Location identification items:
# # #

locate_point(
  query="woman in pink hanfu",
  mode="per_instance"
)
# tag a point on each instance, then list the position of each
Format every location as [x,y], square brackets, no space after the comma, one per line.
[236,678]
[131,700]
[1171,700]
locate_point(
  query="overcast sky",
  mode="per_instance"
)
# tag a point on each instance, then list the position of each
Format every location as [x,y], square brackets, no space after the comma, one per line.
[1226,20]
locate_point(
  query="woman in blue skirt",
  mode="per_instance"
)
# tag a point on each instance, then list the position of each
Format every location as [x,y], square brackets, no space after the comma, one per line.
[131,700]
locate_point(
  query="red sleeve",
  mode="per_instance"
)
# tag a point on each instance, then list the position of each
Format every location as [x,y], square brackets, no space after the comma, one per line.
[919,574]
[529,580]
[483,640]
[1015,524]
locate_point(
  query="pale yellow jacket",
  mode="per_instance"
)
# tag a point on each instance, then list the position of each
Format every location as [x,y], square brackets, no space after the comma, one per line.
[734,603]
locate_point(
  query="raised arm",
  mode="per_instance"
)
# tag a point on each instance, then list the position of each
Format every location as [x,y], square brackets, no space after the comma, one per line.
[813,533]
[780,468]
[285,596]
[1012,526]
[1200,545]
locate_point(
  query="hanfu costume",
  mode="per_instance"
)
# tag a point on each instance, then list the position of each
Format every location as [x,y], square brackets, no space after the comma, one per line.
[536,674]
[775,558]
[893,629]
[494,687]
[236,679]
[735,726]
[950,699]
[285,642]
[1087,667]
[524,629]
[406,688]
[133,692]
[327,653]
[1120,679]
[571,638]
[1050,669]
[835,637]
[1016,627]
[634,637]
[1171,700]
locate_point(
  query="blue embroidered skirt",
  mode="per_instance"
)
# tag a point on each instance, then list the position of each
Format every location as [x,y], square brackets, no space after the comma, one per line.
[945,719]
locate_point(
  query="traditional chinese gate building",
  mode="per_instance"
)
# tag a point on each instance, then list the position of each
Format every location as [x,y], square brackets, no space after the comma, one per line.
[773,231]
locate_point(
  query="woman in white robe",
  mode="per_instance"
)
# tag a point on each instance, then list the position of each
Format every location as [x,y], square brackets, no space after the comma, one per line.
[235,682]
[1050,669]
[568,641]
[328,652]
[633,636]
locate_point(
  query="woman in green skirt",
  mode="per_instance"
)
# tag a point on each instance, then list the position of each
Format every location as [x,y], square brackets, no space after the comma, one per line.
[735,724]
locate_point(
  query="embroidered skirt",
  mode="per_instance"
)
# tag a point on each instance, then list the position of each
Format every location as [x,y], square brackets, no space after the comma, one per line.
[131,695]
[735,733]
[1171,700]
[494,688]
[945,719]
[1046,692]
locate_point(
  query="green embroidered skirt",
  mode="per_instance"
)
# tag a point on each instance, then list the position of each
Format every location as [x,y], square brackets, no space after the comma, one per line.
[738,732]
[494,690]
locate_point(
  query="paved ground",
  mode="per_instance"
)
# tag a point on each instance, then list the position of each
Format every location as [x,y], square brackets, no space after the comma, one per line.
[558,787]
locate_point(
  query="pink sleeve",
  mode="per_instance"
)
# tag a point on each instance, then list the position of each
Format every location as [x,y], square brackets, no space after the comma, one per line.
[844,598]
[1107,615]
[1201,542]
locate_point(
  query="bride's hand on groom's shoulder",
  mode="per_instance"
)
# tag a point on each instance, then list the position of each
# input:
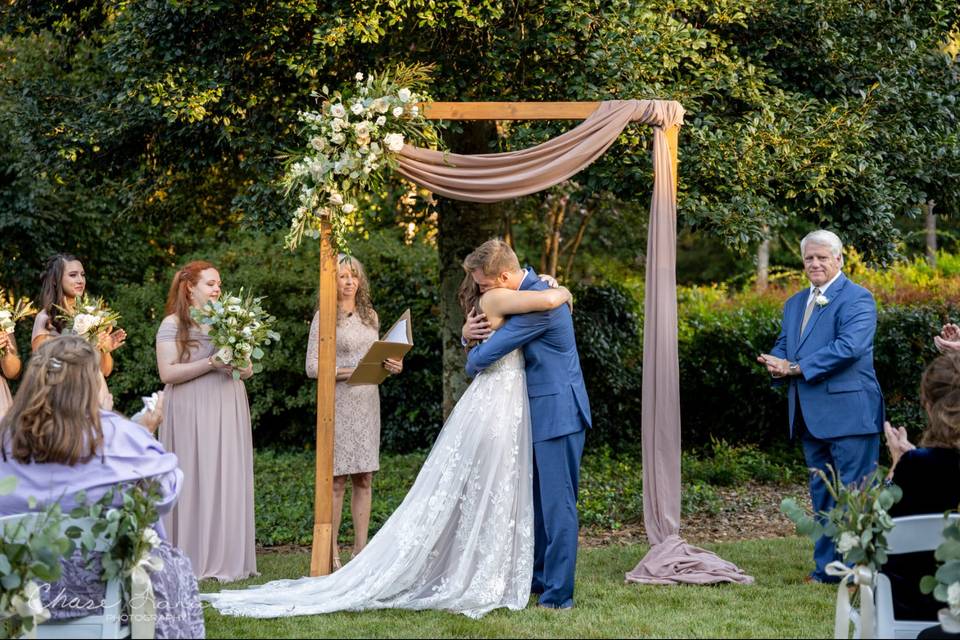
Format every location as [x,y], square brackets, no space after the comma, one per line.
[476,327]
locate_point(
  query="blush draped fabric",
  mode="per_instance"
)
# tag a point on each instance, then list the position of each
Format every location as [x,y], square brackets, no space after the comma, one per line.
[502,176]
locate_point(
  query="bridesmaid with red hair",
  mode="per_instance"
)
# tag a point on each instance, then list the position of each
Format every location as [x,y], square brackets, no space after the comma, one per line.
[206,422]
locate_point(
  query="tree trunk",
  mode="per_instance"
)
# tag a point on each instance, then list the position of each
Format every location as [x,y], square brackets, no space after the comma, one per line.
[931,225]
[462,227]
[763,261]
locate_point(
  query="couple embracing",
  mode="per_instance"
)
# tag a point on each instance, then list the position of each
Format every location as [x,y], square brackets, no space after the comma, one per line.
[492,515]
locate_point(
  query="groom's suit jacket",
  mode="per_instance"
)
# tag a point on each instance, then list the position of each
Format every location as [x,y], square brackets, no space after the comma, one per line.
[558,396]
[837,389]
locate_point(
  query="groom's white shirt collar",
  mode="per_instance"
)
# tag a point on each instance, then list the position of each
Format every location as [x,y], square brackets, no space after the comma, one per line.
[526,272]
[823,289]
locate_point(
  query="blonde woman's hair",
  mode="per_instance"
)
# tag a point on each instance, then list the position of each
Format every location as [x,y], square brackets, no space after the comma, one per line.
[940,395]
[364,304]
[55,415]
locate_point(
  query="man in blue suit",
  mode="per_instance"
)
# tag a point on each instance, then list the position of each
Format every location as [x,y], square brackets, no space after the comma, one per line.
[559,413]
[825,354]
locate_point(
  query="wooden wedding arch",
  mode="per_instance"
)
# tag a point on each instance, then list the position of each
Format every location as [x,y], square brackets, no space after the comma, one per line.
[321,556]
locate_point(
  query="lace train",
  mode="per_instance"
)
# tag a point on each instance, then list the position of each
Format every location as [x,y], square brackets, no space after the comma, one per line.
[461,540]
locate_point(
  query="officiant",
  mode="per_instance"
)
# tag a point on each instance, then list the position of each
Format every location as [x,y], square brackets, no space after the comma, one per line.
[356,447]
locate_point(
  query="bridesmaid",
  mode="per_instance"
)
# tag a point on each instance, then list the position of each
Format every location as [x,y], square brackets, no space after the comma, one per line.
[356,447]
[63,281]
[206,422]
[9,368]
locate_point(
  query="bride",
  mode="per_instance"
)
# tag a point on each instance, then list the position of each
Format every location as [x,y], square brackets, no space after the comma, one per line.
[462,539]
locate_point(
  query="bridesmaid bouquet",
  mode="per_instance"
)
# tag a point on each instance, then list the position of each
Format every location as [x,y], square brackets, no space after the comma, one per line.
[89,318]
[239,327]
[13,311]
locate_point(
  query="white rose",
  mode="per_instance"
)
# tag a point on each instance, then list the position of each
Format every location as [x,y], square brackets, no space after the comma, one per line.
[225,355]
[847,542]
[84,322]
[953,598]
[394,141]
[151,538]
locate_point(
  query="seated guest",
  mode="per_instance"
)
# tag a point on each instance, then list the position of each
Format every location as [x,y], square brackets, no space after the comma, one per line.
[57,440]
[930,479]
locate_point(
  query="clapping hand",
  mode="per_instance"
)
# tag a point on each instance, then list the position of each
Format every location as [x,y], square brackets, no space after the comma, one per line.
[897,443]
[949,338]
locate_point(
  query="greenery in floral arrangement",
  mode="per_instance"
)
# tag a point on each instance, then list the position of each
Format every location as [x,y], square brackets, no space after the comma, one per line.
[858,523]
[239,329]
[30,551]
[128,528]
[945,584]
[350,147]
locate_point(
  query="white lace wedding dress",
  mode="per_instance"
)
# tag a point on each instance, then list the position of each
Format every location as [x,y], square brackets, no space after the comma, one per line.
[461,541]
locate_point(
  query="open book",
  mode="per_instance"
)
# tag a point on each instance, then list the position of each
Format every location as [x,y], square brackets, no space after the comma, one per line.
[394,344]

# # #

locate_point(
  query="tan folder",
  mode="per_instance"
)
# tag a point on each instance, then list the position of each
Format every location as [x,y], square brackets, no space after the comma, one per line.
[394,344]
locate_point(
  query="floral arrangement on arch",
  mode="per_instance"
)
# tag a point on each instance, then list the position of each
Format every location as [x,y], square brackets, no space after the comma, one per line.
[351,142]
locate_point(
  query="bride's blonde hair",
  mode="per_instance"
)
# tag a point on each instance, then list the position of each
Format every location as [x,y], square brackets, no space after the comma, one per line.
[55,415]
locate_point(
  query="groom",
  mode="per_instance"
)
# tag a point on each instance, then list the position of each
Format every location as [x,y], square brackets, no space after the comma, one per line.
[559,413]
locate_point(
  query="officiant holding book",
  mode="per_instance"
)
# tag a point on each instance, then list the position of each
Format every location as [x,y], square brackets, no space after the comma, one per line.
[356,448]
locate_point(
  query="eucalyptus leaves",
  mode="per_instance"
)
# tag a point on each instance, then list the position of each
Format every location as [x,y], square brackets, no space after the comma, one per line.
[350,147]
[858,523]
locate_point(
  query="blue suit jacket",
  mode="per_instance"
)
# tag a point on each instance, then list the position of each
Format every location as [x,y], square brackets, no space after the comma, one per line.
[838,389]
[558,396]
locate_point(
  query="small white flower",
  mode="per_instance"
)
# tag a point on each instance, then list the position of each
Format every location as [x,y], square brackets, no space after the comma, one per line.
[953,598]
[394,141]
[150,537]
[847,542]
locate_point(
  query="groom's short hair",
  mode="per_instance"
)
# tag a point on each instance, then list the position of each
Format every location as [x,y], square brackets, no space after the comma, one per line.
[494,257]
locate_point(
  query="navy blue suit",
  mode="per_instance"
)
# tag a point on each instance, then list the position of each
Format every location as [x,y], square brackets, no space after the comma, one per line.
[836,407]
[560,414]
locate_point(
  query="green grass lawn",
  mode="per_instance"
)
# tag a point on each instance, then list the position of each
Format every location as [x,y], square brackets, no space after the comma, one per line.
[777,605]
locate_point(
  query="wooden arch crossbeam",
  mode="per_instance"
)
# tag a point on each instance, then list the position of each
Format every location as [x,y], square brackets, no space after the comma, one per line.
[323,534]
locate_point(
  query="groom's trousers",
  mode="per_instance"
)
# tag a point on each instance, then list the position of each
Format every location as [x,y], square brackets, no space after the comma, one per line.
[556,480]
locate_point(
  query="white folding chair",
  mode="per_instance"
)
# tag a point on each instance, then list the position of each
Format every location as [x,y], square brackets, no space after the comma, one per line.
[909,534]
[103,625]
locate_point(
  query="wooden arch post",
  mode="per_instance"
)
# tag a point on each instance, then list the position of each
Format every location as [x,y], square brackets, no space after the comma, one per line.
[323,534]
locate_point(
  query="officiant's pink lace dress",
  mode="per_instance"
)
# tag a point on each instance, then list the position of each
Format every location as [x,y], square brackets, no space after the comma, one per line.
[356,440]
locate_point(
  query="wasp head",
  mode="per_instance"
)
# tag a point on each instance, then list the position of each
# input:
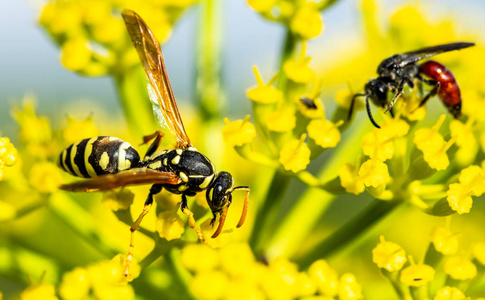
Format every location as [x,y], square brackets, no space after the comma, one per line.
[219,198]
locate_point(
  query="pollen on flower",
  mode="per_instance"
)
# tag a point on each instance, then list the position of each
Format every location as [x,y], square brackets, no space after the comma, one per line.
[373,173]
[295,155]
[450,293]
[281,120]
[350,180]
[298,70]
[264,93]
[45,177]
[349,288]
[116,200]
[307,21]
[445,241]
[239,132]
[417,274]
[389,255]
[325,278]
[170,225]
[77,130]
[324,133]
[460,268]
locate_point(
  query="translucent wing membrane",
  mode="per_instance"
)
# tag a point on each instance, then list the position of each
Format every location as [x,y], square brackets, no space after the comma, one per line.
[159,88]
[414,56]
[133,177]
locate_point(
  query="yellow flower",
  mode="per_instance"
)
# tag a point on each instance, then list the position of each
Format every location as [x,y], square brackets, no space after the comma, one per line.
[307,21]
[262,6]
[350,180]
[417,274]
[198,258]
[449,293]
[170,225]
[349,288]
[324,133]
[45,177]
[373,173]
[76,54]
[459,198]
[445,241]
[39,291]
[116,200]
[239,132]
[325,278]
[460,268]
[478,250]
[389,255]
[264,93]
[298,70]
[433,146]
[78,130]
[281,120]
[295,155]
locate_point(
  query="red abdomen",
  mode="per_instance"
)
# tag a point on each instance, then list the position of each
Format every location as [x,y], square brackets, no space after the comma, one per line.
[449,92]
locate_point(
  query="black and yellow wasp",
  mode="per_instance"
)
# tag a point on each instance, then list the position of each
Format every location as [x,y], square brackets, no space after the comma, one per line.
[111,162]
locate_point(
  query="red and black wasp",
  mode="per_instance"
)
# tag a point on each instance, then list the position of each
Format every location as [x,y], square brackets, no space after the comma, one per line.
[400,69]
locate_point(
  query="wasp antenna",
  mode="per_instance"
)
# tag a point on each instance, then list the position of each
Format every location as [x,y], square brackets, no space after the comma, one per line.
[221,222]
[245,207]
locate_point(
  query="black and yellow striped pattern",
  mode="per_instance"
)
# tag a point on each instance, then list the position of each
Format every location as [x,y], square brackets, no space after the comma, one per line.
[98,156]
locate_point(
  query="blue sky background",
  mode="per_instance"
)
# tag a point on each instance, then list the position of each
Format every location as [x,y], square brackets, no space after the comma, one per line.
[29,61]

# # #

Select every line of the items that contains the word "pink", treating uppercase and lowercase as different.

  query="woman in pink hanfu",
  query="pink sleeve",
  query="officiant's pink lace dress",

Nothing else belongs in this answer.